Assigned task:
What you return should match every record exactly, with the images removed.

[Natural language region descriptions]
....................

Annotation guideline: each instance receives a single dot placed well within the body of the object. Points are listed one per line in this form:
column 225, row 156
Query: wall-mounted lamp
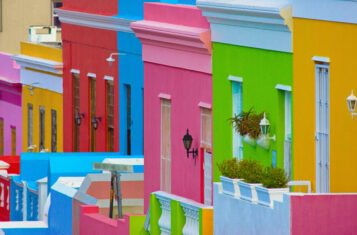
column 351, row 103
column 78, row 118
column 95, row 122
column 110, row 59
column 263, row 140
column 187, row 142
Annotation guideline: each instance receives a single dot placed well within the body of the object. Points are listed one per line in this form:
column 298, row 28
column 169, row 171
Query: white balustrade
column 165, row 219
column 192, row 224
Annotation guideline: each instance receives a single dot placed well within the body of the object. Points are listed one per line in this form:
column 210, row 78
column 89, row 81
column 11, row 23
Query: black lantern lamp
column 95, row 122
column 78, row 118
column 187, row 142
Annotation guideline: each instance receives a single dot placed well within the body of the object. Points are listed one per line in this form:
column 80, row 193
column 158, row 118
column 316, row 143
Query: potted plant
column 247, row 125
column 252, row 173
column 230, row 176
column 274, row 186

....................

Your response:
Annotation guideline: each instance receives a single dot placed well within the body of the object. Points are listed one per line in this form:
column 225, row 156
Query: wall-mounted lamp
column 351, row 103
column 78, row 118
column 95, row 122
column 110, row 59
column 263, row 140
column 187, row 142
Annotation guideline: each instance receives a single dot placed well within the body of the object. Points are listed one per line in this form:
column 298, row 28
column 169, row 171
Query: white balustrade
column 165, row 219
column 192, row 224
Annotation guideline: each instance receives a single dot placed well within the body of the object. Points are listed one per line in this form:
column 210, row 78
column 89, row 81
column 11, row 23
Query: black lantern lamp
column 95, row 122
column 78, row 118
column 187, row 142
Annotation guideline: each instance receives a single dot placed well within the body of the object. Points are listed one per line in this form:
column 80, row 193
column 158, row 118
column 316, row 143
Query: potted plant
column 247, row 125
column 252, row 173
column 230, row 176
column 274, row 186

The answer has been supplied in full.